* **Records provided**
· · · · · · ·

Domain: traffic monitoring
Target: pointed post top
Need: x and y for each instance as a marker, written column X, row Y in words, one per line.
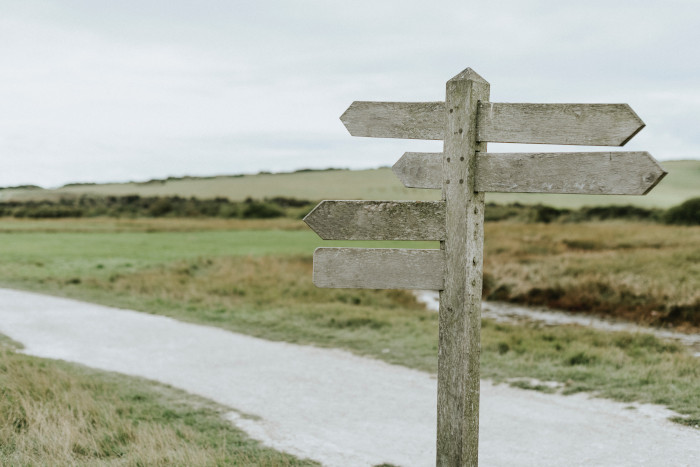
column 471, row 75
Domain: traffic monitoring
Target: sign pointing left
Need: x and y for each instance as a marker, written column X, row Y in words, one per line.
column 378, row 220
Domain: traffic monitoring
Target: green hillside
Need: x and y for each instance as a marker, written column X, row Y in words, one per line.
column 681, row 183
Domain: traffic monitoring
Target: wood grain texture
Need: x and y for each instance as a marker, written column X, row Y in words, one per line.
column 578, row 124
column 583, row 124
column 410, row 120
column 459, row 345
column 378, row 220
column 593, row 173
column 379, row 268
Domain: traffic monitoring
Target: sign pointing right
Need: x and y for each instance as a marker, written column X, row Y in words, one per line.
column 591, row 173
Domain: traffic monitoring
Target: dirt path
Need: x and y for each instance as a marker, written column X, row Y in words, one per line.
column 506, row 312
column 333, row 406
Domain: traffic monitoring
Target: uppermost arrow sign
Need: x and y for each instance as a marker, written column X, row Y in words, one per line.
column 576, row 124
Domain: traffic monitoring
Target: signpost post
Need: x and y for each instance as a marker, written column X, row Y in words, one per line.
column 466, row 121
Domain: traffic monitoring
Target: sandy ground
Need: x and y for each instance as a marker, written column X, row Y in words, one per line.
column 335, row 407
column 506, row 312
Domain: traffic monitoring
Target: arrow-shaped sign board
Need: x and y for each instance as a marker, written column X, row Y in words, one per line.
column 464, row 171
column 378, row 220
column 379, row 268
column 577, row 124
column 591, row 173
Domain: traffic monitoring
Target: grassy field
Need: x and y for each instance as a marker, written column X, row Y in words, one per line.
column 259, row 282
column 682, row 183
column 55, row 413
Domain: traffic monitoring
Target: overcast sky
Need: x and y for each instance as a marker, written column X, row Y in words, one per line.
column 103, row 90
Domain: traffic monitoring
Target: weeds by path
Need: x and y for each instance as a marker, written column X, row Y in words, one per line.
column 55, row 413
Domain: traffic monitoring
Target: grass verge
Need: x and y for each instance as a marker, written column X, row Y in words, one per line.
column 273, row 298
column 258, row 282
column 55, row 413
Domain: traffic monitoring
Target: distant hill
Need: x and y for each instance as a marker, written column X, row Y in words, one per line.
column 682, row 183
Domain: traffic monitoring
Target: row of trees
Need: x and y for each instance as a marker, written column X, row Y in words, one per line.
column 687, row 213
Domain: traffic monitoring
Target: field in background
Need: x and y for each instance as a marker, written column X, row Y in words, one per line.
column 258, row 282
column 57, row 413
column 254, row 276
column 682, row 183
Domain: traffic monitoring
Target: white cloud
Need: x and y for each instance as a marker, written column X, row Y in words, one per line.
column 97, row 90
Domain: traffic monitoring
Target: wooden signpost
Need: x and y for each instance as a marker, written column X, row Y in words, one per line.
column 466, row 121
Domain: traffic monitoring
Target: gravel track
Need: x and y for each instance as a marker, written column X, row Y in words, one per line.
column 335, row 407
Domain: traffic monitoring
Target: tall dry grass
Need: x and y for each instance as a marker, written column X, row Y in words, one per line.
column 642, row 272
column 53, row 413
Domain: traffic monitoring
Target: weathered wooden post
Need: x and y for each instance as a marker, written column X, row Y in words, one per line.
column 460, row 301
column 464, row 171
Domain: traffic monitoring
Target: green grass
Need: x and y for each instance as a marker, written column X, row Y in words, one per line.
column 259, row 282
column 56, row 413
column 682, row 183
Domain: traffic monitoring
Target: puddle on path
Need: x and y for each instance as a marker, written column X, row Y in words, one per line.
column 509, row 313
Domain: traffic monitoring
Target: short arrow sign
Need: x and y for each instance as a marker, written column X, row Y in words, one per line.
column 603, row 173
column 379, row 268
column 580, row 124
column 378, row 220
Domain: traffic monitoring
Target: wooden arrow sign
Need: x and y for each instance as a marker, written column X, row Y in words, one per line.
column 378, row 220
column 578, row 124
column 379, row 268
column 608, row 173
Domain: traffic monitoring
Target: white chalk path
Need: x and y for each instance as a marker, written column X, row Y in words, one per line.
column 335, row 407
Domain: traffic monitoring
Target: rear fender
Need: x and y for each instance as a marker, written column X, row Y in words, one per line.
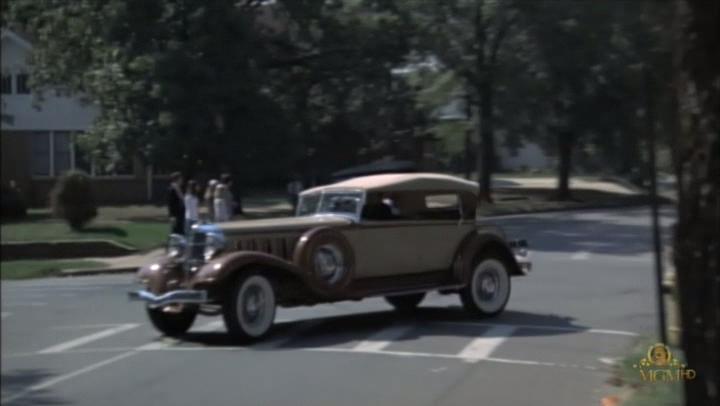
column 476, row 244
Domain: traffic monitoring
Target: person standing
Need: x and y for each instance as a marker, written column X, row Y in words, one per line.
column 192, row 201
column 209, row 199
column 227, row 195
column 176, row 204
column 219, row 204
column 294, row 188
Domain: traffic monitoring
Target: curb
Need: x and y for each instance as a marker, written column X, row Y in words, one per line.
column 97, row 271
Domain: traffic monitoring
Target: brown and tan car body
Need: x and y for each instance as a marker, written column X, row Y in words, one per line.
column 385, row 256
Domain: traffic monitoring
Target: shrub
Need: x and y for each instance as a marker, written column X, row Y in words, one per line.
column 13, row 204
column 72, row 199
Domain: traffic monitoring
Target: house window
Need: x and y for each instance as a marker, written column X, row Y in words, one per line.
column 40, row 153
column 22, row 83
column 62, row 156
column 6, row 84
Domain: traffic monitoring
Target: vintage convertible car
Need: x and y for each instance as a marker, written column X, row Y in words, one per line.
column 392, row 235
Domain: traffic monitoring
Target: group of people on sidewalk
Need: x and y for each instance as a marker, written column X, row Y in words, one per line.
column 185, row 200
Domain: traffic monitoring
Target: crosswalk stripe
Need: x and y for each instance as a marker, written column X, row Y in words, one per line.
column 382, row 338
column 481, row 347
column 215, row 325
column 88, row 338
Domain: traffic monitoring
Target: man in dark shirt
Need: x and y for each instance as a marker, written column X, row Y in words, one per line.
column 176, row 205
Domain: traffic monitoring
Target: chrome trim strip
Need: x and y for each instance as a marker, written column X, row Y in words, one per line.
column 172, row 297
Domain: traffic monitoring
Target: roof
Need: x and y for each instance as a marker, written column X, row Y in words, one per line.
column 400, row 182
column 375, row 168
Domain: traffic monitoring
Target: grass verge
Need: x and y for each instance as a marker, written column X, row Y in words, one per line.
column 38, row 269
column 140, row 235
column 531, row 200
column 643, row 393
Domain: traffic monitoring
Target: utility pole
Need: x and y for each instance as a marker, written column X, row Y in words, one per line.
column 652, row 173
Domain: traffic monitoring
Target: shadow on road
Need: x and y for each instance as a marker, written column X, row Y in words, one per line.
column 16, row 381
column 425, row 322
column 618, row 232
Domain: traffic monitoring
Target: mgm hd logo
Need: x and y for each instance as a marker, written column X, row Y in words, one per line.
column 661, row 366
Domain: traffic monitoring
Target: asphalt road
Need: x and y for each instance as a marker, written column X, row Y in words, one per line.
column 78, row 341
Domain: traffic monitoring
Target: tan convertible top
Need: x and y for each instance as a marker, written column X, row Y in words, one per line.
column 402, row 182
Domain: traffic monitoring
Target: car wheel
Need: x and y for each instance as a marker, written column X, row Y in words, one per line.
column 488, row 290
column 171, row 322
column 249, row 309
column 327, row 259
column 405, row 303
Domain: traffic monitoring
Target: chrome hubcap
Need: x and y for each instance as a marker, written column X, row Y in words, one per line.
column 256, row 306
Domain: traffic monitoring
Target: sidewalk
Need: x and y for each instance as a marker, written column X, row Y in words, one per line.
column 550, row 182
column 125, row 264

· · · · · · ·

* **Work order**
From the entries, report each line that includes the word "convertible".

* **Solution for this task**
Target: vintage convertible car
Target: tan convertible top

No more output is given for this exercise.